◆ **THE EXERCISE**
Write the entries out again exactly as they stand, but without the pictures.

◆ **DATA IN THIS EXERCISE**
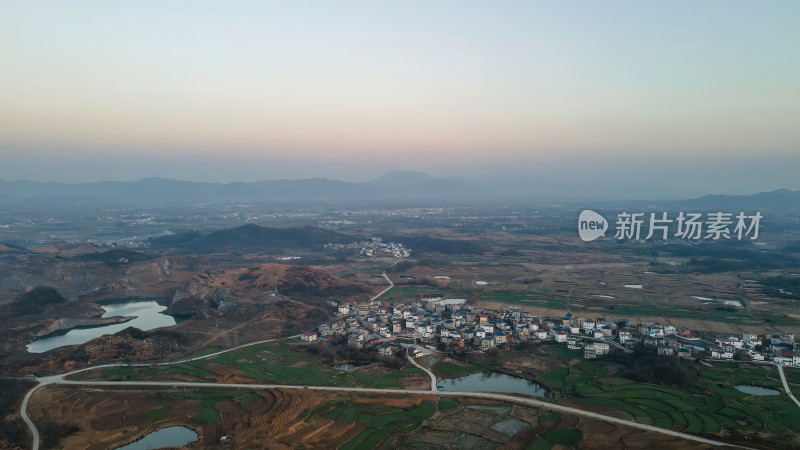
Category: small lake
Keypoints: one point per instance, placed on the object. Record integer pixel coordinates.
(149, 315)
(757, 390)
(494, 382)
(165, 437)
(349, 367)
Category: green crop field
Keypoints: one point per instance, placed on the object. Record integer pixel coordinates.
(712, 405)
(392, 380)
(208, 415)
(454, 370)
(284, 362)
(380, 422)
(154, 415)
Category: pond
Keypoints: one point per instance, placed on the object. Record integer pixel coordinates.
(449, 301)
(165, 437)
(757, 390)
(494, 382)
(149, 315)
(349, 367)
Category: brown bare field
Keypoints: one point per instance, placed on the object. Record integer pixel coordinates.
(87, 418)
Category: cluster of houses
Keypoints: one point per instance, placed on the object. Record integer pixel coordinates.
(374, 246)
(453, 325)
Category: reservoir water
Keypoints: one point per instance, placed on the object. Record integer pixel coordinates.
(494, 382)
(165, 437)
(149, 315)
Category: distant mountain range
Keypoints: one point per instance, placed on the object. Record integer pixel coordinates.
(398, 186)
(251, 237)
(778, 199)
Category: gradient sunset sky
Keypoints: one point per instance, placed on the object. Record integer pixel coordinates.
(226, 91)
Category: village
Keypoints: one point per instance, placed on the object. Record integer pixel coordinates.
(436, 324)
(374, 246)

◆ **SOLUTION FOR THIS EXERCISE**
Category: small lake
Keypoints: one point per instance, placed on the object. Record integer pixel coordinates.
(149, 315)
(757, 390)
(494, 382)
(165, 437)
(349, 367)
Category: green crop field
Keypoints: one point per instance, placed on the object. Record integer pixel coordinates.
(712, 405)
(392, 380)
(208, 415)
(454, 370)
(284, 362)
(380, 422)
(154, 415)
Category: pond
Keypoints: one point per instance, placed on the object. Record integer pixel coordinates.
(449, 301)
(165, 437)
(757, 390)
(494, 382)
(149, 315)
(349, 367)
Category: brown bare field
Keypoints: one point per instance, placed on the object. Record integer pixel coordinates.
(87, 418)
Category: cluster of houses
Keypoints: one point per instance, placed on the object. Record integer pixel coordinates.
(374, 246)
(453, 325)
Category: reservoir water
Keypoints: one point per instance, placed on the object. Record integer pixel coordinates.
(494, 382)
(165, 437)
(149, 315)
Category: distant mountain range
Keypoints: one point per instance, placed on the object. Record integer pixel coordinates.
(398, 186)
(251, 237)
(778, 199)
Category: gradient sunset sky
Keypoints: one point per instance, placed on the object. Record integer pixel coordinates.
(226, 91)
Category: village
Keypoints: one point per instance, placed on the object. Record integer pixel coordinates.
(436, 324)
(374, 246)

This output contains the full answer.